### What this task involves
Update the material starting with the line that contains "Ground grass in" and going on through the line that contains "[0, 174, 480, 319]" by replacing "grass" with "lawn" and changing nothing else. Return only those lines.

### Information provided
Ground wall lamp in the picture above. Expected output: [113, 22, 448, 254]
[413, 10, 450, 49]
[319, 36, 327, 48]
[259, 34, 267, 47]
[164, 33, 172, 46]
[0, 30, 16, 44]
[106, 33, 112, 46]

* * *

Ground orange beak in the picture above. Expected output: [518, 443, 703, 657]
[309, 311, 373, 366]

* * *

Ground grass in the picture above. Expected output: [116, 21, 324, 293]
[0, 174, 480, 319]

### Worked solution
Ground lawn in the picture above. Expected output: [116, 21, 324, 293]
[0, 174, 480, 319]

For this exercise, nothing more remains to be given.